_Exercise aim_
Take from the records below each line that holds "eyeglasses".

_Supplied information_

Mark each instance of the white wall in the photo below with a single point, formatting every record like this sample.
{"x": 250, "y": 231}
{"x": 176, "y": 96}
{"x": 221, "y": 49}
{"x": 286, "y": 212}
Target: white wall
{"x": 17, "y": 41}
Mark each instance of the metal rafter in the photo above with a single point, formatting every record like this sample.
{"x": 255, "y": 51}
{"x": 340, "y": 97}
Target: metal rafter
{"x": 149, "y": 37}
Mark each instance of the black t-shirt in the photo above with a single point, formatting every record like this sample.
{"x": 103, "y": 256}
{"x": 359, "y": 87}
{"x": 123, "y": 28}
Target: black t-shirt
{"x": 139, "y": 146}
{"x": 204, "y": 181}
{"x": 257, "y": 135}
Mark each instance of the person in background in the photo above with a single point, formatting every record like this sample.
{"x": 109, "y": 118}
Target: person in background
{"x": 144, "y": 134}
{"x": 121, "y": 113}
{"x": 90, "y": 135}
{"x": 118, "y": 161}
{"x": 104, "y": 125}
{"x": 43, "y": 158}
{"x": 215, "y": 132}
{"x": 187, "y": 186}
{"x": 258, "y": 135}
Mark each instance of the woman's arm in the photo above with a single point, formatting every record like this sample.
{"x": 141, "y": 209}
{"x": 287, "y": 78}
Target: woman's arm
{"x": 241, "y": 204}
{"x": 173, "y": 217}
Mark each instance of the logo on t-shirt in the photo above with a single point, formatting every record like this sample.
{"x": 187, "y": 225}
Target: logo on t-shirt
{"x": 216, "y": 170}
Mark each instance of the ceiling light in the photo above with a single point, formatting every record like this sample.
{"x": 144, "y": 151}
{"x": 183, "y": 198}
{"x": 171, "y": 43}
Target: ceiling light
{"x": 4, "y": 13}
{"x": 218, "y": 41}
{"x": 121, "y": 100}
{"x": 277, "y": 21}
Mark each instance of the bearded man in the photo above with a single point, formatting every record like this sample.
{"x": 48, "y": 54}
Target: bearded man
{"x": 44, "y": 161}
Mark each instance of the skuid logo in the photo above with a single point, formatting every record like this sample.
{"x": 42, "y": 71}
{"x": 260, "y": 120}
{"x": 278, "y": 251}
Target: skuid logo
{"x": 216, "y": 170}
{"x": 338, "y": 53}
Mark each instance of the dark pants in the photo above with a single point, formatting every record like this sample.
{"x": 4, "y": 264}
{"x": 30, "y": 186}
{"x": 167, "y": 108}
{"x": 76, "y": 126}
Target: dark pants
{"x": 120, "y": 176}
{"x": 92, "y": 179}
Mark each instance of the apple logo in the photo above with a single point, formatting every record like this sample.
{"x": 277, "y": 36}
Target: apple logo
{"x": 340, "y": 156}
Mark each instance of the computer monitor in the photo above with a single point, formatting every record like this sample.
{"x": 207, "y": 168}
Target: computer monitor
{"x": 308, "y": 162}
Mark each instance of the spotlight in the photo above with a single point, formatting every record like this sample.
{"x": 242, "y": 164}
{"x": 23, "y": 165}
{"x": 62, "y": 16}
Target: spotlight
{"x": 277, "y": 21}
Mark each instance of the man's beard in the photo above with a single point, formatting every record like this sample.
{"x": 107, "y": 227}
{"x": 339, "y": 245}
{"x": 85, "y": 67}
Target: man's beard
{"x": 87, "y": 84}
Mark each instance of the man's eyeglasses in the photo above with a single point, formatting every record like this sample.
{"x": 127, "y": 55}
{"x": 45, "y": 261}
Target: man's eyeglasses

_Exercise result_
Mark each instance of the man's eyeglasses in the photo above with a single point, formatting every record like this sample.
Target: man's eyeglasses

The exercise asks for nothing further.